WHAT IS BEING ASKED: Copy the rows from the top through the line containing "point(500, 256)", swapping "Target" for "Query" and keeping everything else the same.

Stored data
* * * * * * *

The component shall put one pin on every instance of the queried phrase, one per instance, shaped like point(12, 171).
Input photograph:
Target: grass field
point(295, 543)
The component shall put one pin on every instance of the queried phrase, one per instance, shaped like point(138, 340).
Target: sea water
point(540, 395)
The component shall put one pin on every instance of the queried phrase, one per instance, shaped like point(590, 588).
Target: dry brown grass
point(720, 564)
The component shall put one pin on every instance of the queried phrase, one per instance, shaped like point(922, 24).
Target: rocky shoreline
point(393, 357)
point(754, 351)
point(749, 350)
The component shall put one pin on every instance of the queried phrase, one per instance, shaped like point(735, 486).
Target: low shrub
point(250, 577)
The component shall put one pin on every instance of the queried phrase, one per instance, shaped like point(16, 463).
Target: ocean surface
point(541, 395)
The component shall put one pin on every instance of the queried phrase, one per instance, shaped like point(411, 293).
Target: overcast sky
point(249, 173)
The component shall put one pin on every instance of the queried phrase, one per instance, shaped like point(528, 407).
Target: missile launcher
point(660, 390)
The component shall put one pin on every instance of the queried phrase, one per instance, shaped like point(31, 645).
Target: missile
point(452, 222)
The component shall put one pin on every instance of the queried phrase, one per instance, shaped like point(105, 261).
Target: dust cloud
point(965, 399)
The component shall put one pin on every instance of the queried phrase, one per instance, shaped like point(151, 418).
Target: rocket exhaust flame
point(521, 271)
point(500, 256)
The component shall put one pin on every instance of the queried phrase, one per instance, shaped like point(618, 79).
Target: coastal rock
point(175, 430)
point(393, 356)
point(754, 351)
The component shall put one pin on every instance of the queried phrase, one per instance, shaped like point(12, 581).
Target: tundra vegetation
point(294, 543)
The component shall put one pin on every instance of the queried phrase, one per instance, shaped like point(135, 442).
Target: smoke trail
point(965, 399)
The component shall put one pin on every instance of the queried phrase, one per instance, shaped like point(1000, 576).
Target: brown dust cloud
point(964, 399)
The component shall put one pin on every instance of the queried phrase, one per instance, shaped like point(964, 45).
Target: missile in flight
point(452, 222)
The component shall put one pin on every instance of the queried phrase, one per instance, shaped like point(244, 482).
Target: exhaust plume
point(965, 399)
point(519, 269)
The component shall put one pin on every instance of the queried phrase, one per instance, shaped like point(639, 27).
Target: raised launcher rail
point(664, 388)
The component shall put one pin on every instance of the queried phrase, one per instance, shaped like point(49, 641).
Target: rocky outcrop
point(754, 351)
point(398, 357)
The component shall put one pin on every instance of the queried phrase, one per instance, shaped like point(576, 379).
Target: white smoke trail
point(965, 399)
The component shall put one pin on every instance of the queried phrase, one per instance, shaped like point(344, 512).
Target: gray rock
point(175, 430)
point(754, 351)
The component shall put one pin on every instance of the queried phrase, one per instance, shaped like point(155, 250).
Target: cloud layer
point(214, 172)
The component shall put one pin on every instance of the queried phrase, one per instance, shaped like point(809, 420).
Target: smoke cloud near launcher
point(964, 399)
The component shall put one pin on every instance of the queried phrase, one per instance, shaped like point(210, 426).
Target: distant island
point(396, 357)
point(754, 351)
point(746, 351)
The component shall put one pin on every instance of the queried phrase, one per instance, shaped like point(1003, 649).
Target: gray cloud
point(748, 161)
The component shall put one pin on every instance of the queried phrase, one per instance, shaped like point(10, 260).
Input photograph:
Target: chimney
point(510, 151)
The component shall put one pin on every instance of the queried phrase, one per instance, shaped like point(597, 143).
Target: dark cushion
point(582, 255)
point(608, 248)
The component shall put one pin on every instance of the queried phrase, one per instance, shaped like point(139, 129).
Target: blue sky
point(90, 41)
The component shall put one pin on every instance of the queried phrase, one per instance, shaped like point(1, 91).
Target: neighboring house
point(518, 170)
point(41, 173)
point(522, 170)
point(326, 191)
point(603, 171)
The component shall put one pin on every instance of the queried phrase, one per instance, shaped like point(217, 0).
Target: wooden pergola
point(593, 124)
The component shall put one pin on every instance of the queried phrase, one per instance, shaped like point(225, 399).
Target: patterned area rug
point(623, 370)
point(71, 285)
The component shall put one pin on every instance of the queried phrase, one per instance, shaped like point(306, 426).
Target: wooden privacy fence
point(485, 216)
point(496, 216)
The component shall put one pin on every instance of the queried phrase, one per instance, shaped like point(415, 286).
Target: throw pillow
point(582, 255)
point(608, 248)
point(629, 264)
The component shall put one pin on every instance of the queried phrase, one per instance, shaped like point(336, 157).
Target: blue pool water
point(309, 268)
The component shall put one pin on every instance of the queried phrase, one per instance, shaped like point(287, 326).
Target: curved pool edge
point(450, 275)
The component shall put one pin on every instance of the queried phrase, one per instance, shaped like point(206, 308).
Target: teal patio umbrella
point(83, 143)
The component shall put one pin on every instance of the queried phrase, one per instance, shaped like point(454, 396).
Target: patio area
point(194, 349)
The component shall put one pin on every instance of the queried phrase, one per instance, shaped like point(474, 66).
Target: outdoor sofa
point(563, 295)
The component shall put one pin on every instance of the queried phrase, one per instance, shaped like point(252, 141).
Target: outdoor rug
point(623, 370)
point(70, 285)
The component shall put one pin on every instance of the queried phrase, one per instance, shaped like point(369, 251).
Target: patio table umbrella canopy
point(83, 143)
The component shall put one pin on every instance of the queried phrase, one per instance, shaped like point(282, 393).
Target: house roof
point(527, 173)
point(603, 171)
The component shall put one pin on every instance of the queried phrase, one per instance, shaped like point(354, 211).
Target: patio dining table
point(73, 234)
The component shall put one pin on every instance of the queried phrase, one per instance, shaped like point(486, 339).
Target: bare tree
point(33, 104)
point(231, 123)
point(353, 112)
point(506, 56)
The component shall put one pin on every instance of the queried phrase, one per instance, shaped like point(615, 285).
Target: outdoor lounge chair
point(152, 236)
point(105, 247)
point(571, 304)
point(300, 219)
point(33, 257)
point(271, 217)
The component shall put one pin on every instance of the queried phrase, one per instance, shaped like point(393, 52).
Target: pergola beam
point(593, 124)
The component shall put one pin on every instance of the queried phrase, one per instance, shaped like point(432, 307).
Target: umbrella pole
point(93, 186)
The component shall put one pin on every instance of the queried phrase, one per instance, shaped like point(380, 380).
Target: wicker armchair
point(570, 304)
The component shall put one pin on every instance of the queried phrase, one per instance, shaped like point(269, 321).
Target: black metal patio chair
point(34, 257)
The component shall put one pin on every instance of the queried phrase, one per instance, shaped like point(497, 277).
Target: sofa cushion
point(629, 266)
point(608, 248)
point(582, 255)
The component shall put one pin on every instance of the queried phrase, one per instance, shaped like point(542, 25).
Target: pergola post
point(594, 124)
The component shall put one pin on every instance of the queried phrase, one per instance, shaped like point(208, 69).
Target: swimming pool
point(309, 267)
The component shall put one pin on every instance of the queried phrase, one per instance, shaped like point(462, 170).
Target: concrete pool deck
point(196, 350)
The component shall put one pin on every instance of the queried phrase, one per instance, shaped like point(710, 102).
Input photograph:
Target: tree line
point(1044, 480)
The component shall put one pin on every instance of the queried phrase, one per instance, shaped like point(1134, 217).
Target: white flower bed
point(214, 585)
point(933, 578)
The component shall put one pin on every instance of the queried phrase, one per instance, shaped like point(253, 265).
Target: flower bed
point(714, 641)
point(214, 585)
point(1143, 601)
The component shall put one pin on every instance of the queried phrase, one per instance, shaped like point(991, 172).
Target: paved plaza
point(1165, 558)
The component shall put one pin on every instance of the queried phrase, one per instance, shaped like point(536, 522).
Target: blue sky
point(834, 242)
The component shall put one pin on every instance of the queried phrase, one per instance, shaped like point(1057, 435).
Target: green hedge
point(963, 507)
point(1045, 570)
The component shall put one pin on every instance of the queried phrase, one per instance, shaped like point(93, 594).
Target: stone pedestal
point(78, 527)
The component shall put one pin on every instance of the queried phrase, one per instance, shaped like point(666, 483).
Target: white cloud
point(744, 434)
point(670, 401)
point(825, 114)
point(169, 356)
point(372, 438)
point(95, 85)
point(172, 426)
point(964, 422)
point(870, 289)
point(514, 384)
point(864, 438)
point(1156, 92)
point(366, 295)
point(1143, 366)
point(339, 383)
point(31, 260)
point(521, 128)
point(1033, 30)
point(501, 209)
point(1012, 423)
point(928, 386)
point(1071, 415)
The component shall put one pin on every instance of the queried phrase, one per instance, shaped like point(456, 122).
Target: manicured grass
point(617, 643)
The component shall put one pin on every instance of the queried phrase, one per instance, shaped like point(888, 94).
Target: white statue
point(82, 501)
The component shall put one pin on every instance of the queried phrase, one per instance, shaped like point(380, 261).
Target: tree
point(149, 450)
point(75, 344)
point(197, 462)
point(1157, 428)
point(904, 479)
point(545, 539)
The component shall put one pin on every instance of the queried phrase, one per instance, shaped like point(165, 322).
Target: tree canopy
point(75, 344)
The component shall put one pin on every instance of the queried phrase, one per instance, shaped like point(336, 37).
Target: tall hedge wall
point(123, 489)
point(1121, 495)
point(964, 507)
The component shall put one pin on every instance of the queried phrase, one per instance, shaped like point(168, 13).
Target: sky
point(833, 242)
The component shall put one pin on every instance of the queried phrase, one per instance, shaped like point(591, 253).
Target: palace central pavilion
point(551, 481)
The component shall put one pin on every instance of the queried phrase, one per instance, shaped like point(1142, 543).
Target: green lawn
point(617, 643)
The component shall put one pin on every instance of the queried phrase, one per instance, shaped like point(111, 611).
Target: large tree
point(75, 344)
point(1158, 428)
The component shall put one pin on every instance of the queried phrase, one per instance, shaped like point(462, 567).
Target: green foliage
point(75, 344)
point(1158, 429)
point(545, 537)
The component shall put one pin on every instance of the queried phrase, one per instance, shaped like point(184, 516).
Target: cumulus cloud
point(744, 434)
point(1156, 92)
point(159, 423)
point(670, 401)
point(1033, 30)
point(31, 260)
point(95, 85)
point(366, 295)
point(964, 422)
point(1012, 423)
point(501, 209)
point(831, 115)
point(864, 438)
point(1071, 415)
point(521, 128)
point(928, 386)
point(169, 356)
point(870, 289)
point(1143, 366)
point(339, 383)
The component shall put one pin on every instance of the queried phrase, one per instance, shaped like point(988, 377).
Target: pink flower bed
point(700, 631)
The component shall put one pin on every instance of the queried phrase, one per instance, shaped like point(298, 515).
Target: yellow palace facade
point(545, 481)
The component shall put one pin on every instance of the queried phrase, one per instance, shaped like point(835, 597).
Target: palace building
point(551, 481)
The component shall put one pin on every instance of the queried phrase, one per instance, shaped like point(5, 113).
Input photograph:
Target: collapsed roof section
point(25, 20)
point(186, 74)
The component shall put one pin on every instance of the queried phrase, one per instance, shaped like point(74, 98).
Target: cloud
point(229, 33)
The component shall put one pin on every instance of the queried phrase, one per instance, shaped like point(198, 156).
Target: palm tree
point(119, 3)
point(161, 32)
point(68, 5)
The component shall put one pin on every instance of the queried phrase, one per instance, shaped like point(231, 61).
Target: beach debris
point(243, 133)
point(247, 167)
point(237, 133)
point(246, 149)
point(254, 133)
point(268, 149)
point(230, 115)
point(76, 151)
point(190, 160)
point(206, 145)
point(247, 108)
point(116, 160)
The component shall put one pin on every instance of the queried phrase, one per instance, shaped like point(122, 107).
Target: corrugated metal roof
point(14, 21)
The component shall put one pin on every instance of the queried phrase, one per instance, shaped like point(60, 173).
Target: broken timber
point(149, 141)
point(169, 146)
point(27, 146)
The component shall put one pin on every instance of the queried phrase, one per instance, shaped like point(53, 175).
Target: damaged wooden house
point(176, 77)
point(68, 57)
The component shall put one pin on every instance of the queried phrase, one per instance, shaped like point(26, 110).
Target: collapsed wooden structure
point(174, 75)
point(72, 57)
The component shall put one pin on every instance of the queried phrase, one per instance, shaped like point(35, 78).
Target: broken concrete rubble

* * * * * * *

THE OUTPUT:
The component shall put one pin on every instance of the queried phrase, one per instance, shaped like point(12, 171).
Input photograph:
Query: grass field
point(295, 543)
The component shall put one pin on every instance of the queried phrase, one per instance, shaped like point(138, 340).
Query: sea water
point(540, 395)
The component shall put one pin on every instance of the queried phrase, one per instance, shaped like point(590, 588).
Query: dry brown grass
point(720, 564)
The component shall put one pin on every instance of the queried phrase, one per instance, shaped like point(922, 24).
Query: rocky shoreline
point(393, 357)
point(754, 351)
point(749, 350)
The component shall put one pin on every instance of the queried phrase, one per instance, shaped like point(735, 486).
Query: low shrub
point(250, 577)
The component shall put one pin on every instance of the queried phrase, one per instance, shaped like point(16, 463).
Query: ocean surface
point(541, 395)
The component shall put one pin on every instance of the queried phrase, one per instance, shaped like point(411, 293).
Query: overcast sky
point(249, 173)
The component shall put one pin on every instance of the queried phrase, one per instance, shaped like point(528, 407).
Query: missile launcher
point(660, 390)
The component shall put one pin on every instance of the queried phrase, one per instance, shaped like point(31, 645).
Query: missile
point(452, 222)
The component shall put one pin on every instance of the queried phrase, one per instance, shaped like point(105, 261).
Query: dust cloud
point(965, 399)
The component shall put one pin on every instance of the queried phrase, one per instance, shaped like point(151, 418).
Query: rocket exhaust flame
point(521, 271)
point(500, 256)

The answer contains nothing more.